--- Task details ---
Can you output every line of the items below as a numbered list, omitting any blank lines?

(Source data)
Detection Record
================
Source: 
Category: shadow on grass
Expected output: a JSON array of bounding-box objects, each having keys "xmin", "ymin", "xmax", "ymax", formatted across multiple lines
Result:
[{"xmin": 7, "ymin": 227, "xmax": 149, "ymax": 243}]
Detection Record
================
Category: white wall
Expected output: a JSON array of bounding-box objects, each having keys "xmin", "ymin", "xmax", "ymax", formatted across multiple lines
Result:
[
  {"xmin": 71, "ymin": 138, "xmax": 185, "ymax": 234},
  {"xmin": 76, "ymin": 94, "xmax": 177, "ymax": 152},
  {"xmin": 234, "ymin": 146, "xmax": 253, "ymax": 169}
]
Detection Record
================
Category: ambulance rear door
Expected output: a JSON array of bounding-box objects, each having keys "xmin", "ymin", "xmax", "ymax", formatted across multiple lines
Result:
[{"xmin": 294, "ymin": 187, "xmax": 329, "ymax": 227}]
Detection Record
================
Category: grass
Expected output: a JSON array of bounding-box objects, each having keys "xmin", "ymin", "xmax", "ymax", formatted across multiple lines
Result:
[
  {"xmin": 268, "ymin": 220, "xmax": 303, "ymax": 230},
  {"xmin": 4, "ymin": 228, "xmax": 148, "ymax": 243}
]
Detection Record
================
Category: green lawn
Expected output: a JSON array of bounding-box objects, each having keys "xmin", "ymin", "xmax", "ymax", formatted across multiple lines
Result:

--- Expected answer ---
1. Detection Record
2. ================
3. Source: 
4. Category: shadow on grass
5. Expected output: a JSON array of bounding-box objects, each having keys "xmin", "ymin", "xmax", "ymax", formatted across multiple lines
6. Result:
7. [{"xmin": 7, "ymin": 227, "xmax": 149, "ymax": 243}]
8. Detection Record
9. ================
10. Category: white wall
11. Expected output: a JSON array of bounding-box objects, each having keys "xmin", "ymin", "xmax", "ymax", formatted across multiple lines
12. Result:
13. [
14.   {"xmin": 71, "ymin": 138, "xmax": 185, "ymax": 234},
15.   {"xmin": 76, "ymin": 94, "xmax": 177, "ymax": 152},
16.   {"xmin": 234, "ymin": 146, "xmax": 253, "ymax": 169}
17. ]
18. Detection Record
19. ================
20. Category: ambulance rear door
21. Expected output: a JSON array of bounding-box objects, each having keys "xmin", "ymin", "xmax", "ymax", formatted across multiple lines
22. Result:
23. [{"xmin": 294, "ymin": 187, "xmax": 329, "ymax": 227}]
24. Detection Record
25. ================
26. Category: grass
27. Expected output: a JSON array of bounding-box objects, each having keys "xmin", "ymin", "xmax", "ymax", formatted across multiple lines
28. Result:
29. [
30.   {"xmin": 268, "ymin": 220, "xmax": 303, "ymax": 230},
31.   {"xmin": 4, "ymin": 228, "xmax": 148, "ymax": 243}
32. ]
33. Detection Record
34. ================
35. Category: green lawn
36. Expected output: a JSON array of bounding-box objects, each having keys "xmin", "ymin", "xmax", "ymax", formatted across multiple lines
37. Result:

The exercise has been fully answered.